====== EXTRACT

To test the hypothesis that miR-301a directly suppress SMAD4 expression in transformed BEAS-2B cells, we analyzed the binding site for miR-301a and Smad4 RNA 3′UTR. The miRNA target prediction software Targetscan (version 5.2) search revealed the presence of two major binding sites for miR-301a within the Smad4 RNA 3′UTR (Fig. 4B). By using a luciferase reporter system, we sought to determine whether miR-301a directly binds the mRNA encoding Smad4 and down-regulates expression of Smad4. Arsenic-induced transformed BEAS-2B cells were co-transfected with full length Smad4 3′UTR sequence and the miR-301a mimic, the luciferase activity was inhibited by 80% (Fig. 4C) and the protein level of SMAD4 was correspondingly reduced (Fig. 4D,E). Neither transfection of miR-301a mimic control with Smad4 3′UTR nor transfection of miR-301a mimic with WT luciferase into transformed BEAS-2B cells affected the luciferase activity and SMAD4 protein levels (Fig. 4C–E). These data indicated that miR-301a directly targets the mRNA encoding Smad4 and knockdown of miR-301a leads to elevating SMAD4 protein level in arsenic-induced transformed BEAS-2B cells.

============
====== DATASET EXTRACT

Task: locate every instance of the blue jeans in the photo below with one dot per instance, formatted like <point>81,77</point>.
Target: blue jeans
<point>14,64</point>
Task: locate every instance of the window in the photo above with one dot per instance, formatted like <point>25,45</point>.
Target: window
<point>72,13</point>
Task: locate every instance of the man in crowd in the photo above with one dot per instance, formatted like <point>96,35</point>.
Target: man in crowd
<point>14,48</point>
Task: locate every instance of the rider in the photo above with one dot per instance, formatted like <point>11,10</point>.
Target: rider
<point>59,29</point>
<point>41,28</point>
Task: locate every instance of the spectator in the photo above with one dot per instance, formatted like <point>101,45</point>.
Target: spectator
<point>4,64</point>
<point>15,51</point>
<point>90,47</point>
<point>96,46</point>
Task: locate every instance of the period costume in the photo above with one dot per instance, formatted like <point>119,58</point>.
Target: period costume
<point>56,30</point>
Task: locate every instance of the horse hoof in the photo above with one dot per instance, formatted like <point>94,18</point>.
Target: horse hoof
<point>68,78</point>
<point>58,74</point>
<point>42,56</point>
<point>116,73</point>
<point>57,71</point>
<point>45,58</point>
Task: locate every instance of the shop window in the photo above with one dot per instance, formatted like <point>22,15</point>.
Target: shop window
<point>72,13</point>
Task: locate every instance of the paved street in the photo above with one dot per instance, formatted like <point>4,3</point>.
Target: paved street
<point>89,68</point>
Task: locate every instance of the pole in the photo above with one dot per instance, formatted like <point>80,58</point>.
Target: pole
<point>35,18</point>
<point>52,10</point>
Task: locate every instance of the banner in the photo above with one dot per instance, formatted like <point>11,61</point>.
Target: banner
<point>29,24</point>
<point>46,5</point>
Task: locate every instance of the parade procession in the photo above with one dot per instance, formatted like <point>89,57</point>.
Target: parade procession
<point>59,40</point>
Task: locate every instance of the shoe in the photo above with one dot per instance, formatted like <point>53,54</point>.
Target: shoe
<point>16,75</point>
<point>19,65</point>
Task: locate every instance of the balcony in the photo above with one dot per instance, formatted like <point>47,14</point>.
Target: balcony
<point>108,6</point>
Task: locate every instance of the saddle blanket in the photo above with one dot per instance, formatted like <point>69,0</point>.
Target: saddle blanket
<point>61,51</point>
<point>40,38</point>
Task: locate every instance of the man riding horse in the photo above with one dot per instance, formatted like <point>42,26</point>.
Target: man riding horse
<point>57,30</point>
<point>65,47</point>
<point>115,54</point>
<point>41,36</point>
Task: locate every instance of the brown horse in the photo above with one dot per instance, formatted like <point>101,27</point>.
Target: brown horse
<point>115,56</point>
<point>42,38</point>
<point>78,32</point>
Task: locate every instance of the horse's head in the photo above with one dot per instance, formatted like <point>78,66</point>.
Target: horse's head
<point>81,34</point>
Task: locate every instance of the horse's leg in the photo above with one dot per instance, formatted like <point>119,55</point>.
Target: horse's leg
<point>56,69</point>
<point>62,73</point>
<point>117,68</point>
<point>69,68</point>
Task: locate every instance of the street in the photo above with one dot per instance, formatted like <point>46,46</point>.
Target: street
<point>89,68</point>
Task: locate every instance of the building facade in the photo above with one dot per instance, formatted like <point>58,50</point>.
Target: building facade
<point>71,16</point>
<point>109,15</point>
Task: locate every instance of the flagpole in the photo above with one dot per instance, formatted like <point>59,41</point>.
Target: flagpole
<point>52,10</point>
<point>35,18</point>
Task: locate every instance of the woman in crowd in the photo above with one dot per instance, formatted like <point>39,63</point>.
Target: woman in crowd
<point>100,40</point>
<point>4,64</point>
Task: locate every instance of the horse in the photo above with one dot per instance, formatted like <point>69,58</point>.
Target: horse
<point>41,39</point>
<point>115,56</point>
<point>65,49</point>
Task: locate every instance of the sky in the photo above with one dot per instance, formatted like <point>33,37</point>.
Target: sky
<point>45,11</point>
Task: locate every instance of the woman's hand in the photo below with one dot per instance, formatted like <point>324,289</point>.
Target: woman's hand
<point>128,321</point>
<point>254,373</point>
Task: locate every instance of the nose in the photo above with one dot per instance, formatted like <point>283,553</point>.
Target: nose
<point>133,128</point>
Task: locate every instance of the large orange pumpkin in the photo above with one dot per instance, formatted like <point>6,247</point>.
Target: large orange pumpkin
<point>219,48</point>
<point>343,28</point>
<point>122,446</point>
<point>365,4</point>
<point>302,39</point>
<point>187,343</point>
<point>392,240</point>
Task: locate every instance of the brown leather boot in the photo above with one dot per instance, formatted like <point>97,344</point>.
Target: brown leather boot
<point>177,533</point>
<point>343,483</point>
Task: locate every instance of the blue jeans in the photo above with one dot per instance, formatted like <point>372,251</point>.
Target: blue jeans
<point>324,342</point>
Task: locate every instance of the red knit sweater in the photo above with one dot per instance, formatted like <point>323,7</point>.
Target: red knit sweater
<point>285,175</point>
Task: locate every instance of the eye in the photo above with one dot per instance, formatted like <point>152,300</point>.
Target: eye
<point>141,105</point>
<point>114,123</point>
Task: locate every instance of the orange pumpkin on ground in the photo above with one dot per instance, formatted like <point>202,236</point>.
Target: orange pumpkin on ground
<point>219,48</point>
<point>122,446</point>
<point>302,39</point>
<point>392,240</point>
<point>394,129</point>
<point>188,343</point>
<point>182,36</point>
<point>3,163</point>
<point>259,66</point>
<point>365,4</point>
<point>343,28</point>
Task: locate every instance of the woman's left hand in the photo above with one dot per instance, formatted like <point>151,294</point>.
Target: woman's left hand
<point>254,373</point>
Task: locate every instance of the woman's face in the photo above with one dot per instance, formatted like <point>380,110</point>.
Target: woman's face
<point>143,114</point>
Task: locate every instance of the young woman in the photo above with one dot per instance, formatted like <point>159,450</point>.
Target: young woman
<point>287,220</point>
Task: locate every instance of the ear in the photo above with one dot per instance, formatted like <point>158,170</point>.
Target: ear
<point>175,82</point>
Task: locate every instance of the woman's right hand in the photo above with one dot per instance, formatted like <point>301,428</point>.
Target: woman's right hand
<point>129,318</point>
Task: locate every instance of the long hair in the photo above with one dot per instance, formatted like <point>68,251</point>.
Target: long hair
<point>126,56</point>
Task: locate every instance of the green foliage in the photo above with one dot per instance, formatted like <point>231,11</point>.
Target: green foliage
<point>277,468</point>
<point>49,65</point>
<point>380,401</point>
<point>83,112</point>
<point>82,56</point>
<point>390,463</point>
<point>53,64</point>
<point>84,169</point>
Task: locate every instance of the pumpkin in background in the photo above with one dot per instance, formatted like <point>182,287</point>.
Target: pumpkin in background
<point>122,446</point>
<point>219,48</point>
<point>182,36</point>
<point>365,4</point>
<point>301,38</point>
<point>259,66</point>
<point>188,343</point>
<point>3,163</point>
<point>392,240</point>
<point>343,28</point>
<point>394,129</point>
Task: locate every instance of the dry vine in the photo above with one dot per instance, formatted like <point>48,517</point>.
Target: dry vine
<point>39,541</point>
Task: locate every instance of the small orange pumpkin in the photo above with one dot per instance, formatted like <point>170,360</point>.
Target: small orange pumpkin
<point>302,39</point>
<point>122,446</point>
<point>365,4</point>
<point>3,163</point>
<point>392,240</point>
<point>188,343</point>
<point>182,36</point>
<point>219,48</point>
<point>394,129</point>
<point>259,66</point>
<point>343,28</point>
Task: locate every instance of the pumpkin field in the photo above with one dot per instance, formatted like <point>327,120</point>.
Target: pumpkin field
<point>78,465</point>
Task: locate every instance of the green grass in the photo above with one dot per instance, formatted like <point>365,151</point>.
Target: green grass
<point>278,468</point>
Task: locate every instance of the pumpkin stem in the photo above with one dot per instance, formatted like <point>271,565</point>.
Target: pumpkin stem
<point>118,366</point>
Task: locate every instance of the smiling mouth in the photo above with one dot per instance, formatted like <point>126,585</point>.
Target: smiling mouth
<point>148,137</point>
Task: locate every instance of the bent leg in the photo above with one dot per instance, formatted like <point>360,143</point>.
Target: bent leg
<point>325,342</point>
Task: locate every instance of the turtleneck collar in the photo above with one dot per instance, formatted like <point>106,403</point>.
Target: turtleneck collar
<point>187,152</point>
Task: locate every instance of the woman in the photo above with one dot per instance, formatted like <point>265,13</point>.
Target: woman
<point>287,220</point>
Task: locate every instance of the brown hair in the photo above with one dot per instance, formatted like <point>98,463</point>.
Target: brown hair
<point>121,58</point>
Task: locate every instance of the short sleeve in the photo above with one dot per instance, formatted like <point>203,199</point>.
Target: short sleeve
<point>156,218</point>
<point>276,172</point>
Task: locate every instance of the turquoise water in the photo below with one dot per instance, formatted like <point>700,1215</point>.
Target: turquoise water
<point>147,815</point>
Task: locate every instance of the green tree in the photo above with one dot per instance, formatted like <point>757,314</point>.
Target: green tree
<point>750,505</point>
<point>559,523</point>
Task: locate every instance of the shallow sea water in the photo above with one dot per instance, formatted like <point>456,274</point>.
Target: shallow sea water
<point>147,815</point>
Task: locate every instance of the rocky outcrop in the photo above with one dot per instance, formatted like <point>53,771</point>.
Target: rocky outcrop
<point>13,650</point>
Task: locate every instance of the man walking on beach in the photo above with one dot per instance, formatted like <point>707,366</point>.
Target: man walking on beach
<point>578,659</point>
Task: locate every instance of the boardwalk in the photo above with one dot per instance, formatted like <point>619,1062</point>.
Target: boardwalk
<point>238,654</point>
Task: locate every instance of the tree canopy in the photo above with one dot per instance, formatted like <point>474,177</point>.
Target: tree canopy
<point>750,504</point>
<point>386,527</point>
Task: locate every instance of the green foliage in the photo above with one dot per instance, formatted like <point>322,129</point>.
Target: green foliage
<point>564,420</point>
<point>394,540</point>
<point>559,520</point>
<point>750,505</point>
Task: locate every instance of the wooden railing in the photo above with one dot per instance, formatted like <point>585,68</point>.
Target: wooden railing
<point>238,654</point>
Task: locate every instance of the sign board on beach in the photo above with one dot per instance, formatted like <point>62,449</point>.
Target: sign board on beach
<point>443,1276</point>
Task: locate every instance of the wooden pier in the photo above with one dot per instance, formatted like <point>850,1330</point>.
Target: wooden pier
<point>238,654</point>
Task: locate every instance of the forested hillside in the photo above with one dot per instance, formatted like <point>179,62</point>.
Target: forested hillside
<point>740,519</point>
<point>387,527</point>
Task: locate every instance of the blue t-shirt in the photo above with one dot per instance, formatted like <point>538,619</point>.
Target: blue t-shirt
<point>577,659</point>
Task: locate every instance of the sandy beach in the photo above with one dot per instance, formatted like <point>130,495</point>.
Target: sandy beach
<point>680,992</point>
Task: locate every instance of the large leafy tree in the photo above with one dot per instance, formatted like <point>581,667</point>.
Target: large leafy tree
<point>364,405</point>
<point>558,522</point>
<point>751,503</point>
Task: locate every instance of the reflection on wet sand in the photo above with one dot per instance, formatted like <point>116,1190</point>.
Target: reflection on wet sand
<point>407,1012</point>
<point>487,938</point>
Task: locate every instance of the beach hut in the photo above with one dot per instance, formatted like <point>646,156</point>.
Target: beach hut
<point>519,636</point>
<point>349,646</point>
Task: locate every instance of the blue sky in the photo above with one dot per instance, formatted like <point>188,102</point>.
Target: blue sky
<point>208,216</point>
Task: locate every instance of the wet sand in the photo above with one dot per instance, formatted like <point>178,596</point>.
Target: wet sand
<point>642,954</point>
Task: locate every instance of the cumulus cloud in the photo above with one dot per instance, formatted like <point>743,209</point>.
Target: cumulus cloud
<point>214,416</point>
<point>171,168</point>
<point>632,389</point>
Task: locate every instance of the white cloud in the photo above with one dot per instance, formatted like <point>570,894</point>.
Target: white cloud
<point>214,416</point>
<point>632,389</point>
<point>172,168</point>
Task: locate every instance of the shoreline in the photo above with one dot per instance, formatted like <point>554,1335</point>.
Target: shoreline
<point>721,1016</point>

============

TASK A:
List every figure citation that appears in parentheses in the passage on miR-301a and Smad4, in the order they occur.
TASK B:
Write the next few sentences of the passage on miR-301a and Smad4, beginning after its final sentence.

TASK ANSWER A:
Fig. 4B
Fig. 4C
Fig. 4D,E
Fig. 4C–E

TASK ANSWER B:
Knockdown of SMAD4 enhance the malignant characteristics of transformed BEAS-2B cells with miR-301a inhibition
Next, we determined whether SMAD4 affect the phenotype of transformed BEAS-2B cells with miR-301a inhibition. We first designed three shRNA against Smad4 and found shRNA-02 and shRNA-03 significantly downregulated SMAD4 expression in transformed BEAS-2B cells (Fig. 5A). Thus, we used the shRNA-03-Smad4 for the following experiments. We then evaluated the cell proliferation by using CCK-8 kit and found that knockdown of Smad4 via short hairpin RNA (shRNA) significantly enhanced cell proliferation (Fig. 5B). Similarly, Smad4 shRNA promotes the ability of migratory of transformed BEAS-2B cells with miR-301a inhibition (Fig. 5C,D). In addition, in transformed BEAS-2B cells transfected with miR-301a inhibitor, Smad4 shRNA reduced the cellular apoptotic death (Fig. 5E,F). Collectively, our results indicated that upregulation of SMAD4 is responsible for the reduced cell proliferation and migration, and enhanced doxorubicin-induced cellular apoptosis observed in transformed BEAS-2B cells with miR-301a inhibition.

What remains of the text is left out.